§ **Task data**:
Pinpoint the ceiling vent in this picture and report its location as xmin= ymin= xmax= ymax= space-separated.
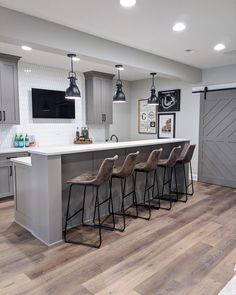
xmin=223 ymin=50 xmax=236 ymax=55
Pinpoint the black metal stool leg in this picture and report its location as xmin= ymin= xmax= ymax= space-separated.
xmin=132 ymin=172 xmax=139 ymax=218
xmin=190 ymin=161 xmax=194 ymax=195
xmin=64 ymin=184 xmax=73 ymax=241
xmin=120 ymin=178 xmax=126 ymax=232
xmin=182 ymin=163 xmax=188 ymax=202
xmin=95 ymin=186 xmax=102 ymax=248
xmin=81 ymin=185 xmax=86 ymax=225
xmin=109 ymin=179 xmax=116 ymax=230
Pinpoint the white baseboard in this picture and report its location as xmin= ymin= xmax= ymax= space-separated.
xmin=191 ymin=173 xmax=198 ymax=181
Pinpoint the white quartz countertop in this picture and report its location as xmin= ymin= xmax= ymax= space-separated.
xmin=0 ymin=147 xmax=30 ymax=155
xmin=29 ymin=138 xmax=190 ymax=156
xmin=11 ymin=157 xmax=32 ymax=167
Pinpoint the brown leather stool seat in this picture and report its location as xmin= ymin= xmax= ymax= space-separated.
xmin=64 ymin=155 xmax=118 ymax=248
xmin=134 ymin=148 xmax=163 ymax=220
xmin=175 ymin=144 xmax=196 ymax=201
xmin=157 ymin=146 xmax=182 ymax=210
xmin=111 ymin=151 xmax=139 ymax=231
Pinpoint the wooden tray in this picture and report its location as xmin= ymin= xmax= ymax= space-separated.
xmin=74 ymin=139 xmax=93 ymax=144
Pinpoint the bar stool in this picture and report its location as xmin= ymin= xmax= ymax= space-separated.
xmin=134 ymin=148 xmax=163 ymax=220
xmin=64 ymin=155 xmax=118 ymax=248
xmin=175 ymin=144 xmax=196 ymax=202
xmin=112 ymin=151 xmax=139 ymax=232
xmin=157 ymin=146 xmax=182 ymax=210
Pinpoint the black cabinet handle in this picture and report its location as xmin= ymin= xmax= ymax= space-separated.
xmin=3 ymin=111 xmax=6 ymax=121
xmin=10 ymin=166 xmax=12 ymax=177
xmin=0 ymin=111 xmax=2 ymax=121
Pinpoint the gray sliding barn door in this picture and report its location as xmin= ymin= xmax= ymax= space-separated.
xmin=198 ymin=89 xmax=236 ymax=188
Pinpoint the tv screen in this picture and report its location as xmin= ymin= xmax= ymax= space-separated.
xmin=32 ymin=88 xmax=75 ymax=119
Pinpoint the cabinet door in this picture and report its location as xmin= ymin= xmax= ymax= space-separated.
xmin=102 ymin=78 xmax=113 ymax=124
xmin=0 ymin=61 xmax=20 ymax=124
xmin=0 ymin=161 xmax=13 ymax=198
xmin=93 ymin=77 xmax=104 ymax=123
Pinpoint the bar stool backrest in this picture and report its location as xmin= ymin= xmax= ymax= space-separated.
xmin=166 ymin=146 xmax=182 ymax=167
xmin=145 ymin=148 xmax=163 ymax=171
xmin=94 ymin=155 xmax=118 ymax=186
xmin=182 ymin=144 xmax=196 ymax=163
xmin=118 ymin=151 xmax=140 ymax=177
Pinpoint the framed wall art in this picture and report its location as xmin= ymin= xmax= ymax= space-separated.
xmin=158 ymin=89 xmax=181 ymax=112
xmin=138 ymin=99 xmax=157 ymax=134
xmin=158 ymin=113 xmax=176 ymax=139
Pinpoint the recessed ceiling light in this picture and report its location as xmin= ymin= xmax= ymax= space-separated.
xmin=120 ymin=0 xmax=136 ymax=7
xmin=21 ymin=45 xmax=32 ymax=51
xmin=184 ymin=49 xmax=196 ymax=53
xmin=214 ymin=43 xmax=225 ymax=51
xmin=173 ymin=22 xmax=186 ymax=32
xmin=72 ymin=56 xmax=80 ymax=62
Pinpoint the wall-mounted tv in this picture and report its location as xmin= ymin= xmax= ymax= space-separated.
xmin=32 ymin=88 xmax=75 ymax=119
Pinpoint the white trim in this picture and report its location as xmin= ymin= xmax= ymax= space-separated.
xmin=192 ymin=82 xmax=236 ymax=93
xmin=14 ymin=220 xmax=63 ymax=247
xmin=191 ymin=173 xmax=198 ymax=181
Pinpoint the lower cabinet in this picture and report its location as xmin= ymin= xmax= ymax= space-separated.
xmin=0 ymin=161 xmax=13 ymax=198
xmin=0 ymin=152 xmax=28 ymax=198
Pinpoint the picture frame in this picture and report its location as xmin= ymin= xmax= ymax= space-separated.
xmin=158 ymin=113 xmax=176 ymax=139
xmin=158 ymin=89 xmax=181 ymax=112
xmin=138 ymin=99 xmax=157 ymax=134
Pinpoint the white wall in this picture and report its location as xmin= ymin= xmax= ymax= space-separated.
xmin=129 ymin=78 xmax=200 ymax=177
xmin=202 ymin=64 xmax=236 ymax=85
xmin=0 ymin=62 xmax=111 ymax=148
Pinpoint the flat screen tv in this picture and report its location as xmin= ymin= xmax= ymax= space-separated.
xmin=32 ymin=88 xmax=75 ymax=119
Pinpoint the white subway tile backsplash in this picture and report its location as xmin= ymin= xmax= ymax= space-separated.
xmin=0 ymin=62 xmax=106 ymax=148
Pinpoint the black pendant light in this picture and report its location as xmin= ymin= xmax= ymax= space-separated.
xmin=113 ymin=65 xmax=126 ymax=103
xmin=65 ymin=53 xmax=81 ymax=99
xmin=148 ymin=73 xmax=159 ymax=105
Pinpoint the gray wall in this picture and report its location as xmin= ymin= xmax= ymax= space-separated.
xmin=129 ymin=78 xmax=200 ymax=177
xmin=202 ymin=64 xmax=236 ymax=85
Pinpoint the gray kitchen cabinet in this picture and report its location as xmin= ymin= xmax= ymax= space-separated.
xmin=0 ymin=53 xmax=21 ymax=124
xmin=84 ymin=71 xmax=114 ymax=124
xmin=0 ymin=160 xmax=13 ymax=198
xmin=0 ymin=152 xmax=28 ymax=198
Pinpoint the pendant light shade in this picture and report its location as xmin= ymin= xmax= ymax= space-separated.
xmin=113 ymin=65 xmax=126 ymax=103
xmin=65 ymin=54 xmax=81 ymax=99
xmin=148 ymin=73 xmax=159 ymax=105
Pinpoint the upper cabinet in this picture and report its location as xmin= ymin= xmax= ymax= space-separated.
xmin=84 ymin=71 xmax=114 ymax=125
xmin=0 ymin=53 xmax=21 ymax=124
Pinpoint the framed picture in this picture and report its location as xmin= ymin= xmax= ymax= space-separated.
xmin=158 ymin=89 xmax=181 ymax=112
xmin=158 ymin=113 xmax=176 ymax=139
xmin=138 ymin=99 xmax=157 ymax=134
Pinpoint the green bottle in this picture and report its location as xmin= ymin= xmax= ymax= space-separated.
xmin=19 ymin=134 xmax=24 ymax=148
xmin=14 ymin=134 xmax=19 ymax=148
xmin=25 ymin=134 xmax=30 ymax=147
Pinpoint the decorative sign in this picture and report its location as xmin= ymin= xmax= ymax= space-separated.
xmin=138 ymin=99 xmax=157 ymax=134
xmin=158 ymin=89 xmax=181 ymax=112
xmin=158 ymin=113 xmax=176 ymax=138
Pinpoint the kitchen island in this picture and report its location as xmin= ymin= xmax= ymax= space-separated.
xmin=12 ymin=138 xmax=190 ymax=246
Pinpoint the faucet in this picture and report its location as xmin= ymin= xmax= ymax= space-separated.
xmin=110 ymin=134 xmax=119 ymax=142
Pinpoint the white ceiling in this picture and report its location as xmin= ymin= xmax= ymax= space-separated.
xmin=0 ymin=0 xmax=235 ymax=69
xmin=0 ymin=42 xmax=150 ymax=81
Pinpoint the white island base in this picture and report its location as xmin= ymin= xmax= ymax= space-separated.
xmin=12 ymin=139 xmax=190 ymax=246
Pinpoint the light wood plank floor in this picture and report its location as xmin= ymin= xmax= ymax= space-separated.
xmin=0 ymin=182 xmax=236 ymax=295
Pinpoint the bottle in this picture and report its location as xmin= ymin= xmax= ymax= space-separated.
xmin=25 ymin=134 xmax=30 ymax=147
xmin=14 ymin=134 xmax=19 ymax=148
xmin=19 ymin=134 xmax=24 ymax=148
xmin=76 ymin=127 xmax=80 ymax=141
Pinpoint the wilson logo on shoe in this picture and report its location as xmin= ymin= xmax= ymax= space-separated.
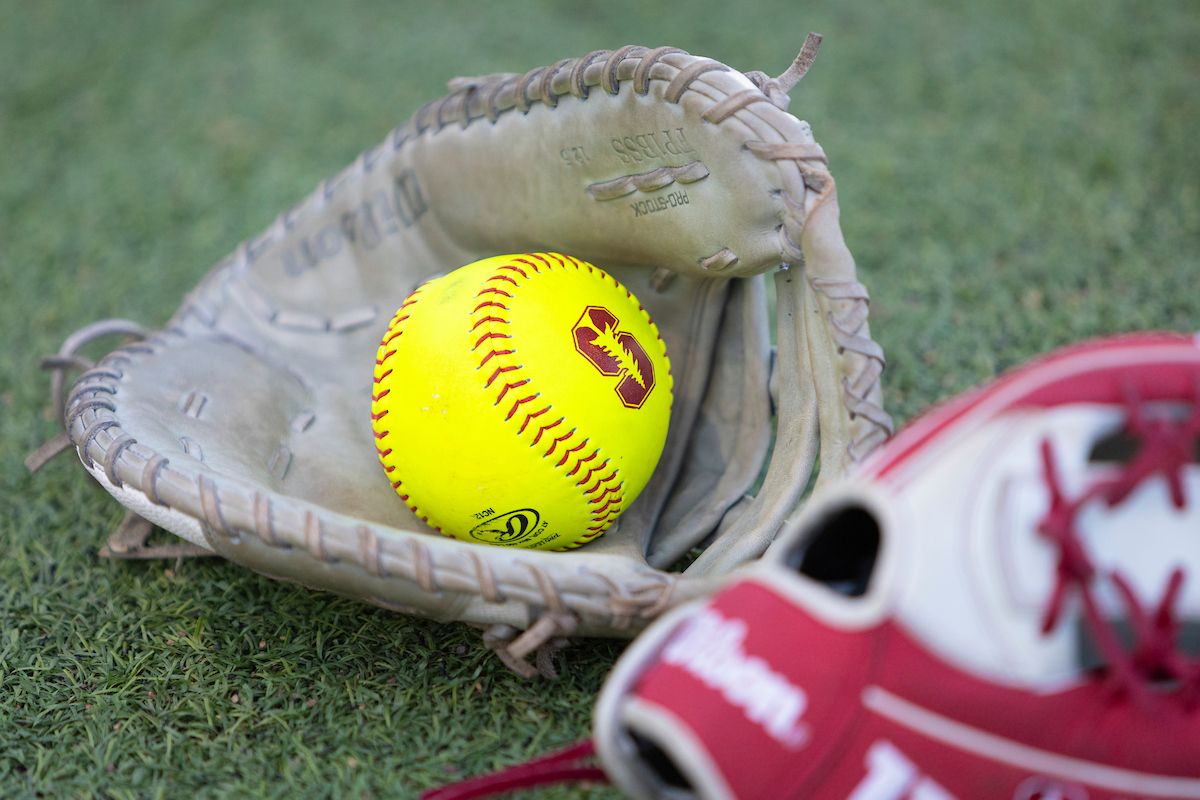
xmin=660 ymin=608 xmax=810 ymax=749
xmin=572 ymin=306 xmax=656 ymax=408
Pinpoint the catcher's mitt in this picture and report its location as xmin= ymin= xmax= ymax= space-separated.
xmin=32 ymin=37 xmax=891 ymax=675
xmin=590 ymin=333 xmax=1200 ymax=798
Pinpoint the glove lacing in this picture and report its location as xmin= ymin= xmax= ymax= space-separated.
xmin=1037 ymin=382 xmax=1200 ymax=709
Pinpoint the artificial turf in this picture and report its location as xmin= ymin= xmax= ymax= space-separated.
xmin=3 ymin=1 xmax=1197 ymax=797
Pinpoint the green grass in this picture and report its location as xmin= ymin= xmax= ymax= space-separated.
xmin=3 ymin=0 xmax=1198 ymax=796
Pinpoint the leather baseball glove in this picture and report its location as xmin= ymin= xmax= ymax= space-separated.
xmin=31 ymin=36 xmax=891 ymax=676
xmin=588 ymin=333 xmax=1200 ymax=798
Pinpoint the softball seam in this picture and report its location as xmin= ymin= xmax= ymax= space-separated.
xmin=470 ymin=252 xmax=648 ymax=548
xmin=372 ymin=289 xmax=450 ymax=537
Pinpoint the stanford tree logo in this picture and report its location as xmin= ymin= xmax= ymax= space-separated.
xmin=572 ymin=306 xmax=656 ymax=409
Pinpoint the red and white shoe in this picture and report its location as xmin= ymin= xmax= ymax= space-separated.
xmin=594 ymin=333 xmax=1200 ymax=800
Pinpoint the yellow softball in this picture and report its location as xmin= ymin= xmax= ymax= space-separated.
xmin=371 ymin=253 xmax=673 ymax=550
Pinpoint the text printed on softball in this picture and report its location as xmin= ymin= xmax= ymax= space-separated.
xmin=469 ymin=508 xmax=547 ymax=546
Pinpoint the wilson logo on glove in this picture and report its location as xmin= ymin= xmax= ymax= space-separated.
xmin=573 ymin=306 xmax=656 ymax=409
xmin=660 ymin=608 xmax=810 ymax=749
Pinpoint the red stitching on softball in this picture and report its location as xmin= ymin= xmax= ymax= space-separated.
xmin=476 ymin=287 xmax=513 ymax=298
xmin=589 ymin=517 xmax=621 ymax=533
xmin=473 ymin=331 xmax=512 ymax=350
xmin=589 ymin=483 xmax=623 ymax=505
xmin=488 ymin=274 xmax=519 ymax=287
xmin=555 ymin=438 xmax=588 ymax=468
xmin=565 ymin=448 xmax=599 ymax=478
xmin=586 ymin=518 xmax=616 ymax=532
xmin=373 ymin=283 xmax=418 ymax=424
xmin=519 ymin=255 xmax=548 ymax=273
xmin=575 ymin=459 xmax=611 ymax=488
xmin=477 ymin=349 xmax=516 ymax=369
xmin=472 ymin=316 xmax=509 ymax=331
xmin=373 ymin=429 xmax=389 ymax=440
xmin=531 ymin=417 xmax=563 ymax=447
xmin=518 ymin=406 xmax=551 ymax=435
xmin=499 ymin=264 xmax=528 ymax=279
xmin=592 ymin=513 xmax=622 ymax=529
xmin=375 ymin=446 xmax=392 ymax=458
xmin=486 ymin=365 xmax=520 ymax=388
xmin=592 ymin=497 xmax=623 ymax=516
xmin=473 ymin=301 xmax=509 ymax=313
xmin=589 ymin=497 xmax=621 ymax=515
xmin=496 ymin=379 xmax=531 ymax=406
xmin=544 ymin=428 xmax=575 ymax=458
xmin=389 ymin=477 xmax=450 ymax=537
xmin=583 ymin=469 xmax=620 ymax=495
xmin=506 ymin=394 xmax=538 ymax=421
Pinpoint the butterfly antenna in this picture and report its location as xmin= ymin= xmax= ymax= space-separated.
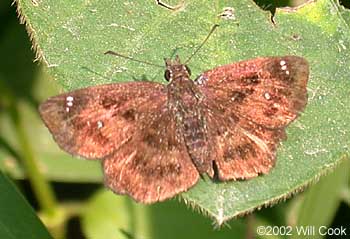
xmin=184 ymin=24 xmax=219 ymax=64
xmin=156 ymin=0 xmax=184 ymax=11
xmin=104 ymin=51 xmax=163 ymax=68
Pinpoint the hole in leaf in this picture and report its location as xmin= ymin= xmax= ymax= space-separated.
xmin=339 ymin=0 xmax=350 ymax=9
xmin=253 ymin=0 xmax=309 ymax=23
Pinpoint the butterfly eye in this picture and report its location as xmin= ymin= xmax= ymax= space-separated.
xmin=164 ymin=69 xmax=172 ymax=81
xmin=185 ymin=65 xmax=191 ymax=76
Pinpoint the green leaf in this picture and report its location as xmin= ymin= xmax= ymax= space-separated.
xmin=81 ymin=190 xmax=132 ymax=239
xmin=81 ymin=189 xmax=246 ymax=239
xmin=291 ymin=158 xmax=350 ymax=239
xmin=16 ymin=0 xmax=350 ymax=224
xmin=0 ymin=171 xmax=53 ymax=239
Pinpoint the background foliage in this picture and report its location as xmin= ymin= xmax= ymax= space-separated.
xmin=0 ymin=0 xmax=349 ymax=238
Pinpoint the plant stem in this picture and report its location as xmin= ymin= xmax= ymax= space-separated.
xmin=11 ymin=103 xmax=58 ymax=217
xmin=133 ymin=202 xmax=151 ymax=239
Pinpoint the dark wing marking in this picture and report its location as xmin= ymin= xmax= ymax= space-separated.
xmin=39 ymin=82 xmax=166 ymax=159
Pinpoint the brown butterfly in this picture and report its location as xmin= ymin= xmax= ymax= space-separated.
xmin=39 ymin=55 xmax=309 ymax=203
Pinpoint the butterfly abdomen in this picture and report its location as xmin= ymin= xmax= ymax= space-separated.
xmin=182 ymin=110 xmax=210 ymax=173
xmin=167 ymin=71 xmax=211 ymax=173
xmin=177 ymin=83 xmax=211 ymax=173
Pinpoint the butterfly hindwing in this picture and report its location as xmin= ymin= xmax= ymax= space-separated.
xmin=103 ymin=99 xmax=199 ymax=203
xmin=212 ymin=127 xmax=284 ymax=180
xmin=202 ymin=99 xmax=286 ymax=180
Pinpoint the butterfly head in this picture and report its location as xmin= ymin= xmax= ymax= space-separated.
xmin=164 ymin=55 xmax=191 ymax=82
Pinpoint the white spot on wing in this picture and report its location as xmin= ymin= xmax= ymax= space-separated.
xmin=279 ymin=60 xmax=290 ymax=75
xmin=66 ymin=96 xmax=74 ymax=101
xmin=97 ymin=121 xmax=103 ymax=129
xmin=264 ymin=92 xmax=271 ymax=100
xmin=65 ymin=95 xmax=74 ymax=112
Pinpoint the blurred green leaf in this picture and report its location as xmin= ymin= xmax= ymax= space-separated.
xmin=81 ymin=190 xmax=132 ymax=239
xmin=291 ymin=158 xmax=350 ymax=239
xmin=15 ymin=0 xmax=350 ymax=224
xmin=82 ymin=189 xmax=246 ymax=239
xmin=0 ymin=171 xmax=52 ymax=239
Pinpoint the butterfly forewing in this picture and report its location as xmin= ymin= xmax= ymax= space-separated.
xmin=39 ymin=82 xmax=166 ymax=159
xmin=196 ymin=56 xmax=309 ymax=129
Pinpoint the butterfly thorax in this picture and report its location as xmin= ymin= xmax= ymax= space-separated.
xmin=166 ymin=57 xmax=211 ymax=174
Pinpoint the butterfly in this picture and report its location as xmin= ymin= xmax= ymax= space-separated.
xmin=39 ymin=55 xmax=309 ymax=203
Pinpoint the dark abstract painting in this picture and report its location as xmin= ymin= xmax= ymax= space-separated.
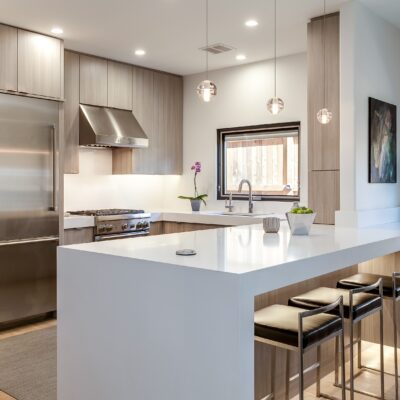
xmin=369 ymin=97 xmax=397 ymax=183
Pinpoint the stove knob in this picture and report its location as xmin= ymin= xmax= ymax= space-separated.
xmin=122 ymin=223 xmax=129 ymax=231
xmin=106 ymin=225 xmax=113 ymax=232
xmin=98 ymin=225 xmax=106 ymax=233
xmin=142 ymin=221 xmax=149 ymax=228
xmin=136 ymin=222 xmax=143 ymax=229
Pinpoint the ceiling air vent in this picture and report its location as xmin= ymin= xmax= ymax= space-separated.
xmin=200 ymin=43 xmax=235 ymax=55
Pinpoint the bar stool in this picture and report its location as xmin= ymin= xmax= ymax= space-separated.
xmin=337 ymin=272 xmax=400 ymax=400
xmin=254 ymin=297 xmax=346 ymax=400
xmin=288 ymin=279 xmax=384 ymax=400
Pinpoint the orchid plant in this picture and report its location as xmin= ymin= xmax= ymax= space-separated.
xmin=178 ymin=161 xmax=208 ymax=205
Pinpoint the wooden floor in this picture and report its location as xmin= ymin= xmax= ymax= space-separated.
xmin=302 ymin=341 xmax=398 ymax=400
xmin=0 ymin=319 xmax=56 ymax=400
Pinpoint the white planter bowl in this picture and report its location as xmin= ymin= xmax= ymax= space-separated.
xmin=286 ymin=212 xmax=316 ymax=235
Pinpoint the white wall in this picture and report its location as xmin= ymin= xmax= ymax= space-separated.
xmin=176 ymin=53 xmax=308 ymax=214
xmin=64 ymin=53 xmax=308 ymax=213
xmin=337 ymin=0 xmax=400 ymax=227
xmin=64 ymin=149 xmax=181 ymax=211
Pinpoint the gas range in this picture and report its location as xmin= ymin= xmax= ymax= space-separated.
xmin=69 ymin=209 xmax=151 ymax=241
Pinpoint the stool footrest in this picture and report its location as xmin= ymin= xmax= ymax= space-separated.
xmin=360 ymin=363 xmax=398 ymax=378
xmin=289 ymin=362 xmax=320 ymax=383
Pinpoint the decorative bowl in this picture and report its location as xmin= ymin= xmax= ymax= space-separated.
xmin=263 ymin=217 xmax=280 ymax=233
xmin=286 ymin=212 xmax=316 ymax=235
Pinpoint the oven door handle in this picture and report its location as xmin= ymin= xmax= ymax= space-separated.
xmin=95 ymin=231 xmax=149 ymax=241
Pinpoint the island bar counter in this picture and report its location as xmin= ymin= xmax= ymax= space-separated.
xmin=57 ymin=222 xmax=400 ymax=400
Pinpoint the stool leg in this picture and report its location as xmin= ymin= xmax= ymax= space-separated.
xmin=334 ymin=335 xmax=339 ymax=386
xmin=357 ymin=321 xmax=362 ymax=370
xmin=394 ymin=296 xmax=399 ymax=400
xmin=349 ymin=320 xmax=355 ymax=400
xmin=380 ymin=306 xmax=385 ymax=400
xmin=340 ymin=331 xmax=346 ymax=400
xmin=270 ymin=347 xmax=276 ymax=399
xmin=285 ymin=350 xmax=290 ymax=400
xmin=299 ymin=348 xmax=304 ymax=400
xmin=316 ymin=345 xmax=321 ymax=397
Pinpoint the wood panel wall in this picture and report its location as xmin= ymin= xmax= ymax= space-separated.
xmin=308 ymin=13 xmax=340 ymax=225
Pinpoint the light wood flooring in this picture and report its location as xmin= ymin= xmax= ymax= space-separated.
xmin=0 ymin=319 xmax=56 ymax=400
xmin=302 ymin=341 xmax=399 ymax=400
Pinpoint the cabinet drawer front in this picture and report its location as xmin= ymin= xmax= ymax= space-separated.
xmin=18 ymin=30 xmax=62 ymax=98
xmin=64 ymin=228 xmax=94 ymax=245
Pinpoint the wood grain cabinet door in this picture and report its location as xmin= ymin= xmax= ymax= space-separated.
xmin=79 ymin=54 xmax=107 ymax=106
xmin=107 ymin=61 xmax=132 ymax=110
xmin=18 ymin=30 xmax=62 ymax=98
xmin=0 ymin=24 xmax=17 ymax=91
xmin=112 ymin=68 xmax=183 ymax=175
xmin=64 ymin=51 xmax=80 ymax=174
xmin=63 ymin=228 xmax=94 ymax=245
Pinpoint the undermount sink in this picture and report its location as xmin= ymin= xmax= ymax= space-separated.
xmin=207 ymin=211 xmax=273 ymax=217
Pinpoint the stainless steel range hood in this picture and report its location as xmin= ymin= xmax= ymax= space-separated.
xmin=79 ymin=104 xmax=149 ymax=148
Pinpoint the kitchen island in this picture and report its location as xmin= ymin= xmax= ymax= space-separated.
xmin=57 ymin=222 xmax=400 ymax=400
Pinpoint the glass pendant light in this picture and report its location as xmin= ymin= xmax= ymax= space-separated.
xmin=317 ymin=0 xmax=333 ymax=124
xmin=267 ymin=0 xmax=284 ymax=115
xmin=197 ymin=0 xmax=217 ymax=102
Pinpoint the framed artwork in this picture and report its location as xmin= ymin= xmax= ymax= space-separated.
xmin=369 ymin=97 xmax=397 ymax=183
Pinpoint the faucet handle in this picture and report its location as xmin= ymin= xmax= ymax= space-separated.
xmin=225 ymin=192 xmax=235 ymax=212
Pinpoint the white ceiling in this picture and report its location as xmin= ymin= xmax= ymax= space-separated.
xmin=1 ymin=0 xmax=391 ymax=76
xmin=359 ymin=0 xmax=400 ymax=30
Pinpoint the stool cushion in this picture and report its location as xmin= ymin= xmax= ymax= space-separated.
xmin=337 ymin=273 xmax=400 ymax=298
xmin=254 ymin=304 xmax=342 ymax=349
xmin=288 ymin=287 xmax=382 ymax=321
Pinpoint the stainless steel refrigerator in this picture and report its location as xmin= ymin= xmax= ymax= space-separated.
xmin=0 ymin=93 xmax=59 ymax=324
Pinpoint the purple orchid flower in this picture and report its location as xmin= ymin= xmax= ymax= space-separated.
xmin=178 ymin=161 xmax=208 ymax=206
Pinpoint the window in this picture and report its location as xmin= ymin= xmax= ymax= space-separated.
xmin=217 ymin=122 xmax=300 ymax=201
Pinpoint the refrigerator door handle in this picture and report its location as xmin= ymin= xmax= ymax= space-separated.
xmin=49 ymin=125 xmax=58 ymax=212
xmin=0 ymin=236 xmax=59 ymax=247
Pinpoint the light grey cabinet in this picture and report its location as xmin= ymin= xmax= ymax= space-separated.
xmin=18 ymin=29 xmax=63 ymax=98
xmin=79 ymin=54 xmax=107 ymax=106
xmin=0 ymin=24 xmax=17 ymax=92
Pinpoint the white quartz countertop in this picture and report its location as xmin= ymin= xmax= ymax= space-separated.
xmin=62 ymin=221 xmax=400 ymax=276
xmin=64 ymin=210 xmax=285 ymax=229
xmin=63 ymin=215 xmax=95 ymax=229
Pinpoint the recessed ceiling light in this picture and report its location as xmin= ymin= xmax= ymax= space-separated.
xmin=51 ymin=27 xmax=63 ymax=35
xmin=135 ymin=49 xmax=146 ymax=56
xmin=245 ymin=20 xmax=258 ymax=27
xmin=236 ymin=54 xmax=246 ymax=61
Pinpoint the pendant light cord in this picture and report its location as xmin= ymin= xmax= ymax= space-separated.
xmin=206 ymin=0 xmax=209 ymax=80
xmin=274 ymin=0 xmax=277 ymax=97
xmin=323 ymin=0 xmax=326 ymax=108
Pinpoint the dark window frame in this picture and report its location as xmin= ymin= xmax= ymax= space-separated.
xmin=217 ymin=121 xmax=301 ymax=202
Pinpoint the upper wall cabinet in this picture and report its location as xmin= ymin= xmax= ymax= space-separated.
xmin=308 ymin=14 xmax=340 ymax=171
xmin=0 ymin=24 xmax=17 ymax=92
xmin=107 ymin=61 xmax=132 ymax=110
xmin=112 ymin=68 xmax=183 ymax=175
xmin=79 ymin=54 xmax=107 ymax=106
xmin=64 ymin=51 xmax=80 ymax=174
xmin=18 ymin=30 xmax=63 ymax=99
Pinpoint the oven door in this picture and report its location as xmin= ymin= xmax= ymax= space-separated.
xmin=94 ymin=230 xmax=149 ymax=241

§ **What to produce**: Your answer must be the line that contains "Pinpoint the dark window" and every line after it to the end of the records, reproduced exactly.

§ **Task solution**:
Pinpoint the dark window frame in this picture and report its location as xmin= ymin= xmax= ymax= space-separated.
xmin=217 ymin=121 xmax=301 ymax=202
Pinpoint the upper wall cabinet in this picture and report its location as xmin= ymin= xmax= ymax= space-separated.
xmin=308 ymin=14 xmax=340 ymax=171
xmin=0 ymin=24 xmax=17 ymax=92
xmin=107 ymin=61 xmax=132 ymax=110
xmin=112 ymin=68 xmax=183 ymax=175
xmin=79 ymin=54 xmax=107 ymax=106
xmin=64 ymin=51 xmax=80 ymax=174
xmin=18 ymin=30 xmax=63 ymax=99
Pinpoint the oven door in this picture and report its location as xmin= ymin= xmax= ymax= space-separated.
xmin=94 ymin=230 xmax=149 ymax=241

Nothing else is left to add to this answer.